To do
Reproduce every entry exactly as shown.

The records

• • •

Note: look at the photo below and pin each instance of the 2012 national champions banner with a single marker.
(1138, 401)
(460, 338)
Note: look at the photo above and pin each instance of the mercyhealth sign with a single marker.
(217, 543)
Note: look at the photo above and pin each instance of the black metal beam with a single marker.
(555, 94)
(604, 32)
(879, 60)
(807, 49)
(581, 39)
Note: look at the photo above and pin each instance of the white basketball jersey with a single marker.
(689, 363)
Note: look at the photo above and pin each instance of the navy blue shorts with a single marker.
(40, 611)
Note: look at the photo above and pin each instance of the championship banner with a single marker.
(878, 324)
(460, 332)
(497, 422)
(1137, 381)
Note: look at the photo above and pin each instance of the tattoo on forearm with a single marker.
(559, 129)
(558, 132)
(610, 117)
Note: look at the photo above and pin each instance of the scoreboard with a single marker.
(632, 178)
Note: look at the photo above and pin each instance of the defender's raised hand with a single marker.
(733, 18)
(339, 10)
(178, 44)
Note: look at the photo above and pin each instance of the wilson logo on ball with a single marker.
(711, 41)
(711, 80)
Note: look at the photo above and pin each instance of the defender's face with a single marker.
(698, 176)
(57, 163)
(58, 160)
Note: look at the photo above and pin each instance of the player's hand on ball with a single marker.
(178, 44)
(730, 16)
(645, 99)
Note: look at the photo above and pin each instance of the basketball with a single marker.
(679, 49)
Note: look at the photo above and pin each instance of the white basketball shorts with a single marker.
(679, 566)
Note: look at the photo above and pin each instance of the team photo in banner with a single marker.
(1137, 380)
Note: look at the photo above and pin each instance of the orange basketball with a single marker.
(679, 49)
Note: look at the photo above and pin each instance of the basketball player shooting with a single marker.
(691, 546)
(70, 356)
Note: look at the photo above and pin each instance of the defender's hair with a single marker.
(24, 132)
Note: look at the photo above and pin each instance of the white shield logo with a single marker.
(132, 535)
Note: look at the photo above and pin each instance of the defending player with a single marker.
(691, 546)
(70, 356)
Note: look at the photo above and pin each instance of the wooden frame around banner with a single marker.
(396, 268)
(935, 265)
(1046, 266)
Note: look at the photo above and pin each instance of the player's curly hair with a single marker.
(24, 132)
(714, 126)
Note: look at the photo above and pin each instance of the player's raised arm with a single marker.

• • •

Response
Note: look at the photo below and pin each instance of the 2012 national champions banner with a single marker.
(1138, 401)
(460, 338)
Note: look at the photo above and pin each instance of the mercyhealth sign with a single marker.
(217, 543)
Note: look at the photo above and pin each instance of the black metal beam with a single marker.
(555, 94)
(604, 32)
(879, 60)
(807, 49)
(581, 39)
Note: look at the photo above and pin each instance of the white basketball jersey with a single marker.
(689, 363)
Note: look at the photo above and pin each instance of the navy blue shorts with a single marker.
(40, 611)
Note: look at the photo above and pin each instance of the championship banner with a single marker.
(878, 324)
(460, 332)
(497, 422)
(1137, 381)
Note: look at the photo above and pin each instance of the tattoo on forearm with a single marker.
(559, 129)
(558, 132)
(610, 117)
Note: look at the photo above and pin each instance of the scoreboard with a single marker.
(632, 178)
Note: look at the photo above and pin each instance of the defender's raised hand with a single marker.
(733, 18)
(339, 10)
(178, 44)
Note: look at the photo above and pin each instance of the wilson logo on ball with a single marker.
(711, 41)
(711, 80)
Note: look at the photo above and pin each instance of the defender's face with a single marker.
(698, 176)
(57, 163)
(58, 160)
Note: look at the photo above and pin each instance of the player's hand on ball with a single marker.
(178, 44)
(730, 16)
(645, 99)
Note: look at the photo above and pin each instance of the basketball with a single marker.
(679, 49)
Note: look at the photo above and pin each instance of the white basketball shorts with a single marker.
(679, 566)
Note: look at the photo above and pin each instance of the team photo in banner with a single marker.
(1137, 380)
Note: look at the photo above and pin each instance of the orange basketball with a single marker.
(679, 49)
Note: look at the photo above and pin each instance of the basketball player shooting with a single marker.
(691, 546)
(70, 356)
Note: look at the photo above and pin each instance of the defender's hair with a single marker.
(24, 132)
Note: look at the photo above and pin each instance of the white shield logo with a single marker.
(132, 535)
Note: look at the photo above and pin each instance of the defending player with a single marker.
(691, 546)
(70, 356)
Note: look at the photo above and pin each instance of the wooden frame around banner with a single marker.
(396, 268)
(935, 265)
(1046, 266)
Note: look at the photo above and pin each instance of the player's curly hair with a single marker.
(24, 132)
(714, 126)
Note: look at the photo above and pin each instance of the player's raised arm with a single marker.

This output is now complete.